_AVAILABLE RECORDS:_
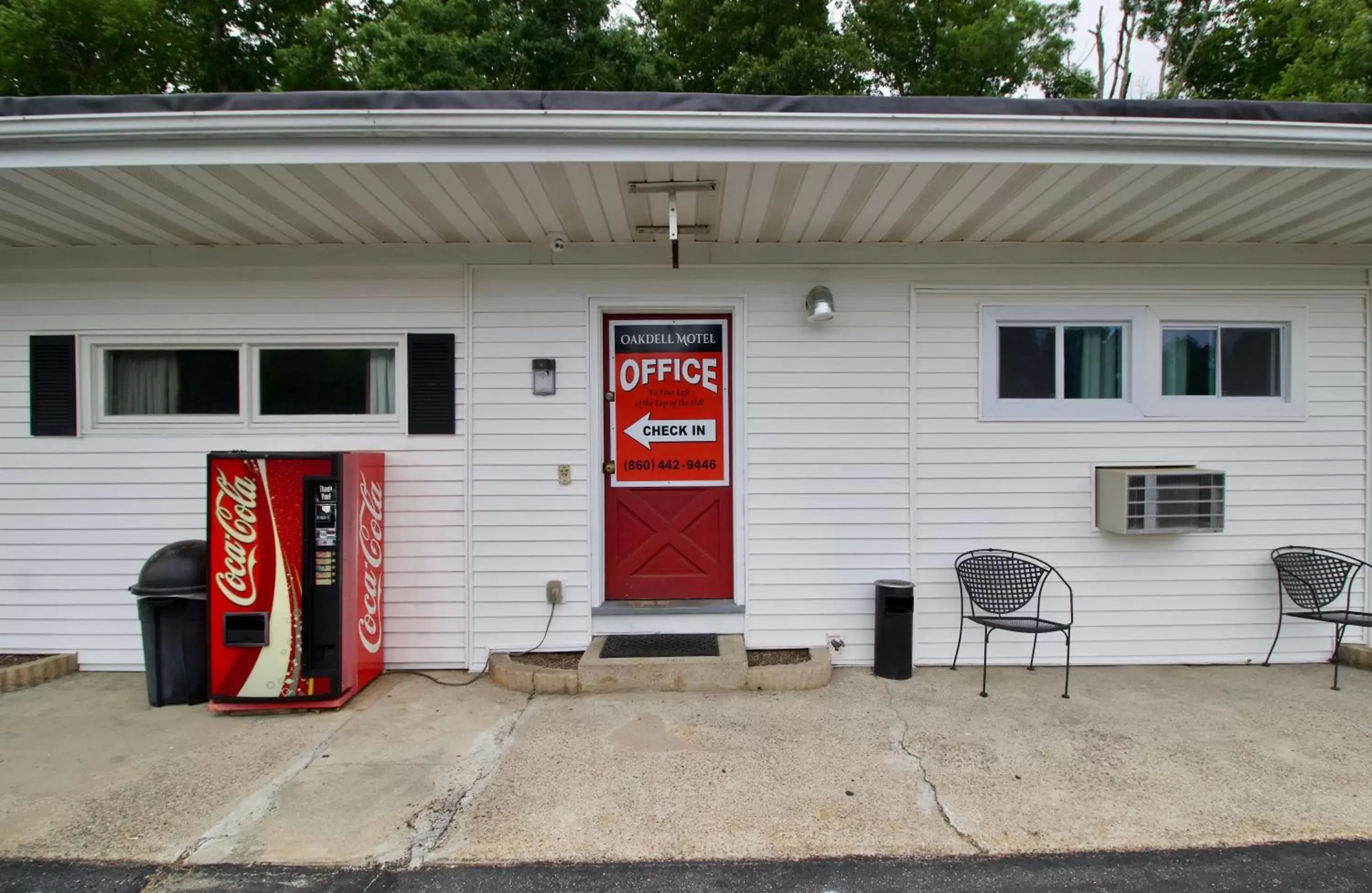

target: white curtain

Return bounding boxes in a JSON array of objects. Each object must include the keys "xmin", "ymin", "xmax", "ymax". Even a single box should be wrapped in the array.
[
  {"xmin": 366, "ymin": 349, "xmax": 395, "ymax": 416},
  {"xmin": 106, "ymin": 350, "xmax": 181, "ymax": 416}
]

...

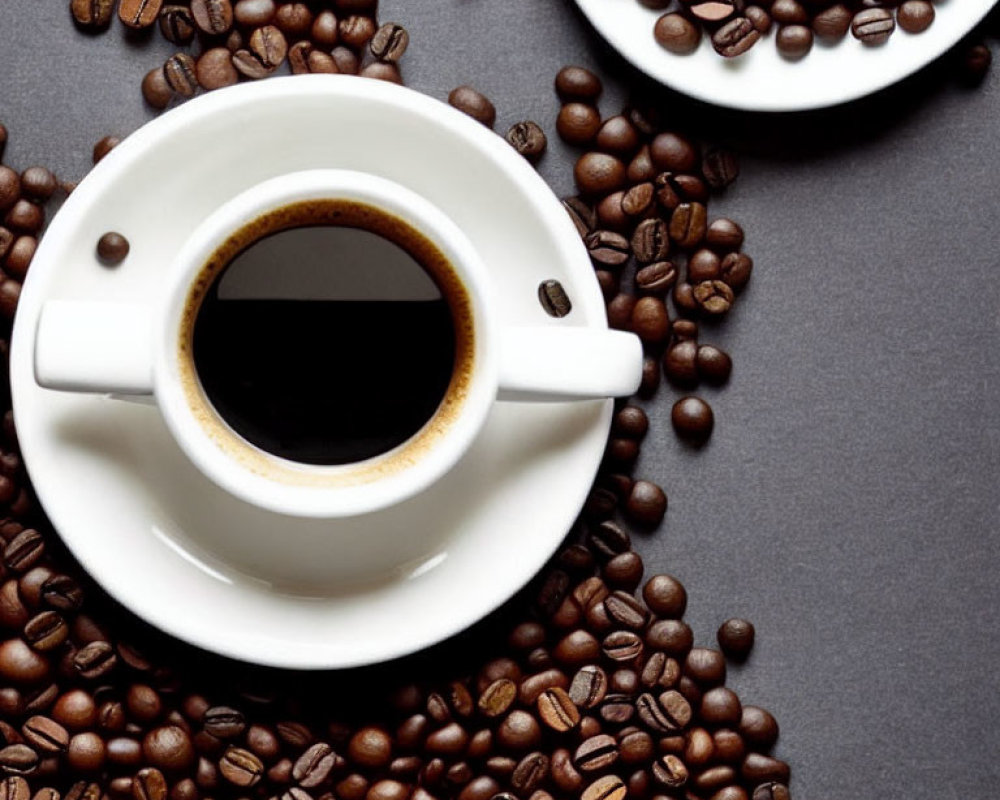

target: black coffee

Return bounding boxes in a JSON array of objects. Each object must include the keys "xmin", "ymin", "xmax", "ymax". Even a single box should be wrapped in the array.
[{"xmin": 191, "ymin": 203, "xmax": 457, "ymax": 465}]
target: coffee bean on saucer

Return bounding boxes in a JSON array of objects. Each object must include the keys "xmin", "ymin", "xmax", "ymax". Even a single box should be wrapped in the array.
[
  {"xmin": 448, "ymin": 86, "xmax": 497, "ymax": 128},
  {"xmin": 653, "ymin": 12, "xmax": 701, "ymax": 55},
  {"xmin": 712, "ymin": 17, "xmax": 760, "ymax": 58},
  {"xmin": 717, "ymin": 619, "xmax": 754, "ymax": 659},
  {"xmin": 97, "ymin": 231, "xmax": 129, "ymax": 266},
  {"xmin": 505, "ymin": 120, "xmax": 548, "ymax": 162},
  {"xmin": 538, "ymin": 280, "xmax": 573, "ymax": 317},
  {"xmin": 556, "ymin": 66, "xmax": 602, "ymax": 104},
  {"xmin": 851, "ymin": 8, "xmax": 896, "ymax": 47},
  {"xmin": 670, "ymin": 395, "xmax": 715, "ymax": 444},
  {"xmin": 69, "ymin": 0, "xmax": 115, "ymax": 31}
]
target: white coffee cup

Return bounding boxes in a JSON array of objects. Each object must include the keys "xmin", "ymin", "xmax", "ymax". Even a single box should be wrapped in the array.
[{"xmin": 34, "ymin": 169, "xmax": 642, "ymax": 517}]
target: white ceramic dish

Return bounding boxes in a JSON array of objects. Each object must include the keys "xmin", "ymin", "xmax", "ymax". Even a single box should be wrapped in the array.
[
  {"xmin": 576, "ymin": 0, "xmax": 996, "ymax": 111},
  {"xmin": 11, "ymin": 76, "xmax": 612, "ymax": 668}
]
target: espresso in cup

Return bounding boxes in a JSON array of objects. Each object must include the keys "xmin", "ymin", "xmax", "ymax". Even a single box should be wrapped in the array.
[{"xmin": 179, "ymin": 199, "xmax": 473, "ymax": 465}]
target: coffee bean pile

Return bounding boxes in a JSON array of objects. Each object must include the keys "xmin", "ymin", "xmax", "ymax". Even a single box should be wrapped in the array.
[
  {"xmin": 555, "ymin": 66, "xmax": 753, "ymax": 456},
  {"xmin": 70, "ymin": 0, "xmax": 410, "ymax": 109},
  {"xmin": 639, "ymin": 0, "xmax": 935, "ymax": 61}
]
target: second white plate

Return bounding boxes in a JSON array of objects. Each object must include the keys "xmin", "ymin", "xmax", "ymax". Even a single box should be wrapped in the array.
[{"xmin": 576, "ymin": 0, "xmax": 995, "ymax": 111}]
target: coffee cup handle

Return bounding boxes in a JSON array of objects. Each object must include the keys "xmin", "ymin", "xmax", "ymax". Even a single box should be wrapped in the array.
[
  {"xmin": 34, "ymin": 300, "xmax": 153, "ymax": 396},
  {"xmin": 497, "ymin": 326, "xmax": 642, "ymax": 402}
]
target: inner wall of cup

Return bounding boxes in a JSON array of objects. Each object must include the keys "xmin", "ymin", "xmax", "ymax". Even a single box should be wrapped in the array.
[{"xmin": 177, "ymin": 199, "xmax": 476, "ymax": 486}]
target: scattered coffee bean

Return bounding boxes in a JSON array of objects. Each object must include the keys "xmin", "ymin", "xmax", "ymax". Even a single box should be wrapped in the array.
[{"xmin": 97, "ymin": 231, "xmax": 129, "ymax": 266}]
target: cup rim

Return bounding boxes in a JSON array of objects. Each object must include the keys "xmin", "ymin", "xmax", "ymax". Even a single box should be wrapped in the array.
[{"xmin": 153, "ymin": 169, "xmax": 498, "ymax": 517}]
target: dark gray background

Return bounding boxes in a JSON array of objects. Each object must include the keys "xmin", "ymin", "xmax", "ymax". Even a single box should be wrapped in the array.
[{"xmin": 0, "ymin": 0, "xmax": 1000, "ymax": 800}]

_EXERCISE:_
Please count how many lines in the records above contain the string "bean", and reply with only that number.

_FINAL RESULT:_
3